Data records:
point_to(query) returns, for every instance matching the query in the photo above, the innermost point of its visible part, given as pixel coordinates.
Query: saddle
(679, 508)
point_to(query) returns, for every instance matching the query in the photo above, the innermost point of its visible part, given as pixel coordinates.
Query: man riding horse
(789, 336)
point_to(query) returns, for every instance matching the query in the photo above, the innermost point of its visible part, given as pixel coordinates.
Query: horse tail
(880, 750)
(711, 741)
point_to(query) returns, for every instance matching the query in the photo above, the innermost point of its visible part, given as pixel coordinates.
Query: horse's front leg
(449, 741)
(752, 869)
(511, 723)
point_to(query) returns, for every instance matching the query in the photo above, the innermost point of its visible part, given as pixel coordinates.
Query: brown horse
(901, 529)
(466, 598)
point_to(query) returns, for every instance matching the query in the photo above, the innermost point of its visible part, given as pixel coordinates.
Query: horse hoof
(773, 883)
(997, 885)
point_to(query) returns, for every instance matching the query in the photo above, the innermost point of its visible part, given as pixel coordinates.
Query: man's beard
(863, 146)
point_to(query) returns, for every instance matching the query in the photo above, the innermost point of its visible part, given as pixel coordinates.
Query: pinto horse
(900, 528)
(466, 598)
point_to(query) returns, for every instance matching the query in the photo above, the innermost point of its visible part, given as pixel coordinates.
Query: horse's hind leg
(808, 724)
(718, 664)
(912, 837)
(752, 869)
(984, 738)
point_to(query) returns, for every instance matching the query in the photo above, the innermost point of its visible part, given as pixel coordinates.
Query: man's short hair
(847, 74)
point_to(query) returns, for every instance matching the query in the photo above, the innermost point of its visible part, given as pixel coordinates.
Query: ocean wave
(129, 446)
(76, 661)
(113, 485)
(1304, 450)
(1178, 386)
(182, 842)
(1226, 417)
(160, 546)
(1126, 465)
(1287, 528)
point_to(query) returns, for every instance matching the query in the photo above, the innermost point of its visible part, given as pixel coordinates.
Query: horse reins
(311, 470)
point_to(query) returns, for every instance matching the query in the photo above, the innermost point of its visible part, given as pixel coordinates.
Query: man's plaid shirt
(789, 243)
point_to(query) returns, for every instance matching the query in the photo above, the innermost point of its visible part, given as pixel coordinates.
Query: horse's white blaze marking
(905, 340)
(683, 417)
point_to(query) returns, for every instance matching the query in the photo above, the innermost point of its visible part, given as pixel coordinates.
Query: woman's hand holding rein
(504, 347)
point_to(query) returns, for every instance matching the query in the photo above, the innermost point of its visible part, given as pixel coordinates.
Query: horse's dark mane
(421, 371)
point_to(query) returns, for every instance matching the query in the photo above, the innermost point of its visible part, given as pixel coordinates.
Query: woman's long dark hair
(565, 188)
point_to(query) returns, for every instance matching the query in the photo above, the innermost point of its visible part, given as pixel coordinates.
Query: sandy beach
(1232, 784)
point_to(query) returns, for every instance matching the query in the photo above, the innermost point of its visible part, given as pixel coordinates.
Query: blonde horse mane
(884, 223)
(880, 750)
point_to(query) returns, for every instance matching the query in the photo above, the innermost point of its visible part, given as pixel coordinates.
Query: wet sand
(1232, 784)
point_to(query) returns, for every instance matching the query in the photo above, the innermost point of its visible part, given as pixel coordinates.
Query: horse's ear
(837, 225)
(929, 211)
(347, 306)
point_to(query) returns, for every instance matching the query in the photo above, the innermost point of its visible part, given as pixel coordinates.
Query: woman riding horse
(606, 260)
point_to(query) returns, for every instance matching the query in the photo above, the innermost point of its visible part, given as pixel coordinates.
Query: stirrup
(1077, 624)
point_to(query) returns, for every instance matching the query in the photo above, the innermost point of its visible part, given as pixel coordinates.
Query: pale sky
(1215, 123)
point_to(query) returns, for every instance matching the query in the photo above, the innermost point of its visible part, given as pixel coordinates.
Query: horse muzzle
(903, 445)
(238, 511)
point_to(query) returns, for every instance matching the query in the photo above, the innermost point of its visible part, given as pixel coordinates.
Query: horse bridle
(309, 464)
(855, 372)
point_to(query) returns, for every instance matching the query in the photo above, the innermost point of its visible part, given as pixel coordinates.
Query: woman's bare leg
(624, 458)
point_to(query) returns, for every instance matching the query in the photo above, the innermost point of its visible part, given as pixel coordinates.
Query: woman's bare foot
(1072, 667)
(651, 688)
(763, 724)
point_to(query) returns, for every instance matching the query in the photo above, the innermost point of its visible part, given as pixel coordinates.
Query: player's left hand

Written task:
The records above should be returned exactly.

Exercise answer:
point_to(query) returns, for every instance matching the query in the photo above, the innermost point of its visible part, given as pixel coordinates.
Query: saddle
(679, 508)
point_to(query) returns, for every instance matching the query in the photo above, the innermost point of its visible part, given as pixel coordinates.
Query: man riding horse
(789, 336)
point_to(query) returns, for every instance matching the query in the photo above, the innermost point of its visible part, given as pixel coordinates.
Query: horse tail
(880, 750)
(711, 741)
point_to(query) returns, for every instance matching the query in the photo above, the innermost point of its visible part, given as pixel coordinates.
Query: horse's front leg
(449, 741)
(752, 869)
(511, 723)
point_to(query) returns, for every instance matching the query in the photo above, the innermost point of its visible part, given as pixel coordinates.
Query: brown horse
(901, 529)
(466, 598)
point_to(query) returns, for every instance matching the query in the photo above, the innermost point of its visible part, given as pixel coordinates.
Query: horse hoof
(773, 883)
(997, 885)
point_to(query) returns, for every instance matching the query in the photo above, the innermost point of its visible part, given as pixel coordinates.
Query: man's beard
(863, 146)
point_to(query) returns, for every instance matching the query in the photo above, the innermost point of its visible part, given as pixel coordinates.
Query: pinto horse
(900, 528)
(466, 598)
point_to(query) returns, for every instance matching the query in the photo above, the innermost point of its visible part, given as pixel coordinates.
Query: horse's hind leg
(808, 724)
(718, 664)
(912, 837)
(752, 869)
(984, 738)
point_to(query) returns, for every instance matching the query in the photo above, the innermost point of its visible part, given as pixel coordinates.
Query: man's short hair
(847, 74)
point_to(query) returns, for every instance matching the query in the photo above, the innermost point of its visible part, given as pixel coordinates.
Query: ocean wave
(129, 446)
(76, 661)
(113, 485)
(1304, 450)
(1178, 386)
(182, 842)
(1226, 417)
(160, 546)
(1126, 465)
(1287, 528)
point_to(query) returns, for every instance matching the query in the photo above, the innermost point of its visible part, given as pixel coordinates.
Query: horse reins
(311, 470)
point_to(query) returns, for every instance matching the query in the photo above, the innermost point of its visible part, given as pixel coordinates.
Query: man's plaid shirt
(789, 243)
point_to(query) returns, for every instance matching the query in the photo above, the innermost point of its visible part, given as pixel coordinates.
Query: horse's white blaze marking
(905, 340)
(683, 417)
point_to(query) returns, for every instance matching the query in the photo above, the innermost point of its visible part, given as pixel coordinates.
Query: woman's hand holding rein
(504, 347)
point_to(query) returns, for every instance matching the query in the photo above, the innermost point of its visible part, given as pixel coordinates.
Query: horse's dark mane
(421, 371)
point_to(query) returns, for every instance matching the query in the photo above, the innermost point of its visible part, given as pixel coordinates.
Query: woman's long dark hair
(565, 188)
point_to(query) returns, for every instance matching the query in the photo above, the innermost point of its visible part, given as pixel coordinates.
Query: sandy beach
(1232, 784)
point_to(query) returns, for every instance matching the query in the photo above, the innermost point of its visible part, given as pixel coordinates.
Query: blonde horse mane
(884, 223)
(880, 750)
point_to(query) returns, for every instance matching the query in the photo above, the innermost point of its visible part, given as pixel coordinates.
Query: wet sand
(1232, 784)
point_to(query) returns, for every instance matching the query in the photo above, the innermost point of its visible part, given as pixel coordinates.
Query: horse's ear
(837, 225)
(929, 211)
(347, 306)
point_to(query) returns, for every instance matching the query in the photo above, the innermost point of its visible part, given as pixel coordinates.
Query: woman riding horse
(606, 260)
point_to(query) returns, for every instance matching the query in the photo above, the innermost point of its visible part, given as pixel coordinates.
Query: stirrup
(1077, 624)
point_to(query) returns, for every instance matching the query in the photo above, the innermost point of its visible part, given as pixel coordinates.
Query: pale sky
(1215, 123)
point_to(query) returns, for every instance matching the query in the photo above, the innermost point of its visible part, given as pixel coordinates.
Query: horse muzzle
(903, 445)
(238, 511)
point_to(query) returns, for every instance matching the query in the photo above, the innermost point of its visible part, given as pixel coordinates.
Query: horse bridle
(309, 464)
(855, 372)
point_to(query) returns, for every instance matching the query in the photo above, the innermost point of its visible part, given as pixel coordinates.
Query: woman's bare leg
(624, 458)
point_to(query) returns, for every instance matching the query in the photo above, the innermost point of its visible part, given as pixel coordinates.
Query: woman's bare foot
(1072, 667)
(651, 688)
(763, 724)
point_to(query) returns, for every instance matching the query in the photo above, the innermost point of its visible part, given as pixel coordinates.
Query: player's left hand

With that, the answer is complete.